Content starts
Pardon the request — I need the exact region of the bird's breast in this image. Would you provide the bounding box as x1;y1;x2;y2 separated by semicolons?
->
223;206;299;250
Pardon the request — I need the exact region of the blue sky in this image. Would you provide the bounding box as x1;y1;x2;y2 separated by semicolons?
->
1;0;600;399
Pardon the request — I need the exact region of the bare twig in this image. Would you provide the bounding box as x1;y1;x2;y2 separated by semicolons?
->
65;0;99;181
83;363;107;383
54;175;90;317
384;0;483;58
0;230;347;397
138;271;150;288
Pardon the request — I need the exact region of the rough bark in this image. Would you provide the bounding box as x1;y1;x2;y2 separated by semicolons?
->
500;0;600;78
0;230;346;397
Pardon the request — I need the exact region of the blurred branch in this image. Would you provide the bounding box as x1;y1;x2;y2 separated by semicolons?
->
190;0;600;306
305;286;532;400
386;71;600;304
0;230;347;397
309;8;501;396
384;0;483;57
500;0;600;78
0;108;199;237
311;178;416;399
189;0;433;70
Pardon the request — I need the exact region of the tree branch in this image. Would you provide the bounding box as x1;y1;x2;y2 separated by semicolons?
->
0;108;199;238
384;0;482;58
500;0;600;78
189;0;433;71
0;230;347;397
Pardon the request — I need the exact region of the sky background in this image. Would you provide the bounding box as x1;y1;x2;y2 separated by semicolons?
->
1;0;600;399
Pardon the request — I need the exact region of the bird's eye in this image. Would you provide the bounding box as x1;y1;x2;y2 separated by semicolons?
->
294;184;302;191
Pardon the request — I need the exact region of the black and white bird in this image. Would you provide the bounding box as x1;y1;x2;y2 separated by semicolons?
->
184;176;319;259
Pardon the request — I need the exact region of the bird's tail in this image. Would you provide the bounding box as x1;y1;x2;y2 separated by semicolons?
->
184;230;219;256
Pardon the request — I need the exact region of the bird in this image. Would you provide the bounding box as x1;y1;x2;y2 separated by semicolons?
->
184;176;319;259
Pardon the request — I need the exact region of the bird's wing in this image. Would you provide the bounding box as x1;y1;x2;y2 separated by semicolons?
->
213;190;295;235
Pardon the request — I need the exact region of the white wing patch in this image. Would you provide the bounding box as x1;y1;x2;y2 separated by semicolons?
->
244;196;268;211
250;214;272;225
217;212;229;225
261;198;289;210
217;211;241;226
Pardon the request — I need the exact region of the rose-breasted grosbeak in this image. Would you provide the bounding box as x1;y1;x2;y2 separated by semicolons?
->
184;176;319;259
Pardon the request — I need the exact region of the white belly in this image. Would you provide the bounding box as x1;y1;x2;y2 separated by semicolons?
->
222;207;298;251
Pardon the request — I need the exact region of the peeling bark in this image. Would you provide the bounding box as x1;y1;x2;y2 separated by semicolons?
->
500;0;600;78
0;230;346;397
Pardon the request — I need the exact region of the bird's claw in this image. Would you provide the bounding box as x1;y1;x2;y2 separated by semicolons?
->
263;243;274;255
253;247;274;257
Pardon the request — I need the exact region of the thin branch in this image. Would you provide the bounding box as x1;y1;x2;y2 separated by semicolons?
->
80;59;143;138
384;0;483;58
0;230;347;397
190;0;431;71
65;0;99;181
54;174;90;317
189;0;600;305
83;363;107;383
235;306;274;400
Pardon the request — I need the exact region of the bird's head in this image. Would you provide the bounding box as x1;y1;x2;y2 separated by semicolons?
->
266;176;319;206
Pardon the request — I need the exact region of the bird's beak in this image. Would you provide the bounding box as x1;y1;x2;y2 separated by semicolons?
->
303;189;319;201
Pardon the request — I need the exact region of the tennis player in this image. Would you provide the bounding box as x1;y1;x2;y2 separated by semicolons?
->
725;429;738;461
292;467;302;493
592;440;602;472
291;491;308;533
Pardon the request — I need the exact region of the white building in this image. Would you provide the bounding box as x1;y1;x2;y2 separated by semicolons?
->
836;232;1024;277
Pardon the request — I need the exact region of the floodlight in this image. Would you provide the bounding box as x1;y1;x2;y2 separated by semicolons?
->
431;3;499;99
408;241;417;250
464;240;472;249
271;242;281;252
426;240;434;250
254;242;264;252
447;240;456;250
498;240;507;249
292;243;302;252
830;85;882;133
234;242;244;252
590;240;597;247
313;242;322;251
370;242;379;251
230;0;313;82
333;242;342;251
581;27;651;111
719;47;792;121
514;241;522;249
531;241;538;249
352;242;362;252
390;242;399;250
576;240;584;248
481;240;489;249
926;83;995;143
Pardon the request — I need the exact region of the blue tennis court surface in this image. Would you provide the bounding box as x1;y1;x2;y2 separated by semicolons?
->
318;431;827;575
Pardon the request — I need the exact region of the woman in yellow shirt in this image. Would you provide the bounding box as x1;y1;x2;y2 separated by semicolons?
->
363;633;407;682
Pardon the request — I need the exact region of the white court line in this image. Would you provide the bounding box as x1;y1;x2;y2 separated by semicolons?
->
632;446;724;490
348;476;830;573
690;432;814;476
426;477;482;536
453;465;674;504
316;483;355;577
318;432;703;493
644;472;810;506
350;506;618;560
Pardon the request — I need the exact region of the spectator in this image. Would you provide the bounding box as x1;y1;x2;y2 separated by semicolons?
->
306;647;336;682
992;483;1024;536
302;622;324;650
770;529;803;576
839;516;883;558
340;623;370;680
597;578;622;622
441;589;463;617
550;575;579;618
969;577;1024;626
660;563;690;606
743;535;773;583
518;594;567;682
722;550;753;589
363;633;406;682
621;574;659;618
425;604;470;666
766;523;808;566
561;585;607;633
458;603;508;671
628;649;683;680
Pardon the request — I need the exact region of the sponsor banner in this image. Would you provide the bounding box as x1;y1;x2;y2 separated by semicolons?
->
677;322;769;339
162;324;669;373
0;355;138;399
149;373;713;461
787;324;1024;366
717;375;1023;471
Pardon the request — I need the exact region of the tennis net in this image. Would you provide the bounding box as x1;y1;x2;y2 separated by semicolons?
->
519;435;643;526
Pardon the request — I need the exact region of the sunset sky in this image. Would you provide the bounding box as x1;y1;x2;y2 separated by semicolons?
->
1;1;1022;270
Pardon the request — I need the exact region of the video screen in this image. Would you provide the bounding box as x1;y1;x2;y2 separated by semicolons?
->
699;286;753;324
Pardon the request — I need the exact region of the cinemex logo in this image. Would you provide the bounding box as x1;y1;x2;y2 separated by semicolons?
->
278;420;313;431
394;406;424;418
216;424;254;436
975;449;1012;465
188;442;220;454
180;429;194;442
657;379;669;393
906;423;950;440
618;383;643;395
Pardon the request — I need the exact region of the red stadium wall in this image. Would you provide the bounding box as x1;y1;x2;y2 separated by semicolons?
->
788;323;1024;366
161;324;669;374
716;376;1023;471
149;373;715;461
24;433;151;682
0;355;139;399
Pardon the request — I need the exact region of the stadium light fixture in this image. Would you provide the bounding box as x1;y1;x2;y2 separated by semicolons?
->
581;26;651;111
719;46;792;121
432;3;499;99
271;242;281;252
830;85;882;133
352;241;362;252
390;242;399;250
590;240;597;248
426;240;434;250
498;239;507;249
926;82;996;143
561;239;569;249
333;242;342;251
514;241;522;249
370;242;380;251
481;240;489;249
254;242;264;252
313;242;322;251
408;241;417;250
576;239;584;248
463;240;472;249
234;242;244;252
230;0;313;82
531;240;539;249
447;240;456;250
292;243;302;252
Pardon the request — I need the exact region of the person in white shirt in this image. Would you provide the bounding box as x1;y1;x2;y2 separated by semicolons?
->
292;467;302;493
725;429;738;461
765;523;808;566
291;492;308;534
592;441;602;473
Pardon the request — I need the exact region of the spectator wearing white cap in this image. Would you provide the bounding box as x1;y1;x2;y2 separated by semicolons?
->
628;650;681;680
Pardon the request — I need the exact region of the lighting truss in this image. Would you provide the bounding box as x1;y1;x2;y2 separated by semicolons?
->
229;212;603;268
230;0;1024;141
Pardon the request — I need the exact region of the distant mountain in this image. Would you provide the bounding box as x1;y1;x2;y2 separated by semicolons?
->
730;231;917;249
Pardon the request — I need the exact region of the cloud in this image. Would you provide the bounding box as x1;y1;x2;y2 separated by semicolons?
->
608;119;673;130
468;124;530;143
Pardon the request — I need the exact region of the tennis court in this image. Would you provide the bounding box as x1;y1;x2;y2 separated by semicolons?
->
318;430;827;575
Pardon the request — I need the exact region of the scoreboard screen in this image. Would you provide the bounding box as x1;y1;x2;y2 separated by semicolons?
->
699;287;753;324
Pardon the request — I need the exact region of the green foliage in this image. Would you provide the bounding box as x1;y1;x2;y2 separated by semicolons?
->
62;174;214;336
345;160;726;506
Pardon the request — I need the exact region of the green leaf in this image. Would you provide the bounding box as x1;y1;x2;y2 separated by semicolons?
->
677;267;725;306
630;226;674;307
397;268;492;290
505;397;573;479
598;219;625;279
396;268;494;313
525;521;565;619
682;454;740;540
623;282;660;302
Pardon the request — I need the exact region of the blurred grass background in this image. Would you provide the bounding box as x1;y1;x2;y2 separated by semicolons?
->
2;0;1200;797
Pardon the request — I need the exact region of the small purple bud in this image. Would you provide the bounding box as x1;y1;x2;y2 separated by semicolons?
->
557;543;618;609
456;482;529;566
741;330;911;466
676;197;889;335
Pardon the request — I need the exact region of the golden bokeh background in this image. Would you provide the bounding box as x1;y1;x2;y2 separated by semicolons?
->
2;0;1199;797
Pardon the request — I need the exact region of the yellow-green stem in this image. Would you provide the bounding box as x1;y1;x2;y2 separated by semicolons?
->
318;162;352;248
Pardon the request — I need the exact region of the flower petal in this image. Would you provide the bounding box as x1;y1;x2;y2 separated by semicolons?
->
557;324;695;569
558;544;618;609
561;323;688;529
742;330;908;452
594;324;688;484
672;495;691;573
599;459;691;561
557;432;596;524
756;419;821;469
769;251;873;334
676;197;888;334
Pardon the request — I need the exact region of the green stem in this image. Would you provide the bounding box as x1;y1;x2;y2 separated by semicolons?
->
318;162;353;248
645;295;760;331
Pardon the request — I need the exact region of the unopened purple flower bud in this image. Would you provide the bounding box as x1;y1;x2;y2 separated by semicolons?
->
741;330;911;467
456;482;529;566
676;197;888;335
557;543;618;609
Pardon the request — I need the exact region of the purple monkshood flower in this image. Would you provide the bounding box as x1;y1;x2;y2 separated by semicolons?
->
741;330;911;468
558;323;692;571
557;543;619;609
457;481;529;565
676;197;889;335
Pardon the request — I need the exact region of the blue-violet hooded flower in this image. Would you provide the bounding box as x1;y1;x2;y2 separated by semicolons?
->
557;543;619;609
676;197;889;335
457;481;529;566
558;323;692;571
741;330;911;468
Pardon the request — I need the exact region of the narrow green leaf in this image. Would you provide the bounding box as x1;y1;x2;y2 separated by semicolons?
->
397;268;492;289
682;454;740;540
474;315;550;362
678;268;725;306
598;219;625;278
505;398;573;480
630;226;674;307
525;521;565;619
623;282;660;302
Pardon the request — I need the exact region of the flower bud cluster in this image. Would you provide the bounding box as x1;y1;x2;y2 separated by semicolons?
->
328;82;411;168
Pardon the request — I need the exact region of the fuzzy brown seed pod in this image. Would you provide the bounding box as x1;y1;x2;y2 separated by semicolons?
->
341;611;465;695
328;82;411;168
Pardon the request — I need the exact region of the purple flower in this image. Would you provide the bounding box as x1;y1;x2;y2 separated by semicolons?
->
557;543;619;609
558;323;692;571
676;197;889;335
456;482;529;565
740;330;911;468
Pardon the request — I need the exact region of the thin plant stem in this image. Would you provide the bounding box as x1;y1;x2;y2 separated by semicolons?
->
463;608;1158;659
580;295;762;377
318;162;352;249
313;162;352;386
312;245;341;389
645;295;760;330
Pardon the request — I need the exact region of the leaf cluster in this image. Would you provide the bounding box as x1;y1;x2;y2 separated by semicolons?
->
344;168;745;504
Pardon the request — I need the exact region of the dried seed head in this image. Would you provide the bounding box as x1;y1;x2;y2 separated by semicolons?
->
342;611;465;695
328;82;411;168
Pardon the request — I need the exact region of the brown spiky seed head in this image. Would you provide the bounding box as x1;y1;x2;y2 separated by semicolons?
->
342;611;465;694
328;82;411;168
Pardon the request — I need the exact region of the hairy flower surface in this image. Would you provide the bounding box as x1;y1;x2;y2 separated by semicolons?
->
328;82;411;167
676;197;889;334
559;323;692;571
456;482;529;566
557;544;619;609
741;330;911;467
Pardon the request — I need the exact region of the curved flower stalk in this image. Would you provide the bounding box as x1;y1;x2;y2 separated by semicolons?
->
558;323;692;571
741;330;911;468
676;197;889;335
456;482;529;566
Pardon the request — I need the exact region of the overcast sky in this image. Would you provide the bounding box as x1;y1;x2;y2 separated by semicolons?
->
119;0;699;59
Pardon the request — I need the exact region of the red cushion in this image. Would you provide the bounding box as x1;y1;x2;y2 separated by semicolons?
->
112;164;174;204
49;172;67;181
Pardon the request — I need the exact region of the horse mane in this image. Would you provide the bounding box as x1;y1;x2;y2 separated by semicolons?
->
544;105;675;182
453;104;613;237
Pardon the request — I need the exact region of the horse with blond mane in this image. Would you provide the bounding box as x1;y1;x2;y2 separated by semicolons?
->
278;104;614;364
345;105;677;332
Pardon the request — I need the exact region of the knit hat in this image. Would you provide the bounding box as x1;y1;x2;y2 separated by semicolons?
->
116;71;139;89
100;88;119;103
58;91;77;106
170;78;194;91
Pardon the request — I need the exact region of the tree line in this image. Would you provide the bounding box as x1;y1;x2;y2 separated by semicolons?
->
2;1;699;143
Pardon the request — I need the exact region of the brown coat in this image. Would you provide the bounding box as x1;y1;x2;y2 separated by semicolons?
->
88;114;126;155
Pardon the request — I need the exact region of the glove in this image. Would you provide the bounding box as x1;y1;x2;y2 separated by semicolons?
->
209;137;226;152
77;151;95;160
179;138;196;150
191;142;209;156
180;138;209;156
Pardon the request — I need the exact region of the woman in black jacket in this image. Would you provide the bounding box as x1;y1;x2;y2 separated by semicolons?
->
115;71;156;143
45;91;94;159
Content ends
Task brief>
Above this instruction are the records; retype exactly the lines from the one containing "the purple monkshood" up to and including the one containing "of the blue-violet".

Response to the task>
Pardon the request — I need the exact region of the purple monkshood flower in this image. Would you provide the bounding box as x1;y1;x2;y2 separated by semicolons?
->
741;330;911;468
558;323;692;571
557;543;619;609
457;481;529;565
676;197;889;335
Pardon the request — I need the exact region of the blue-violet hooded flower in this image. Would you provide the bounding box as x1;y1;x2;y2 separated by semicolons?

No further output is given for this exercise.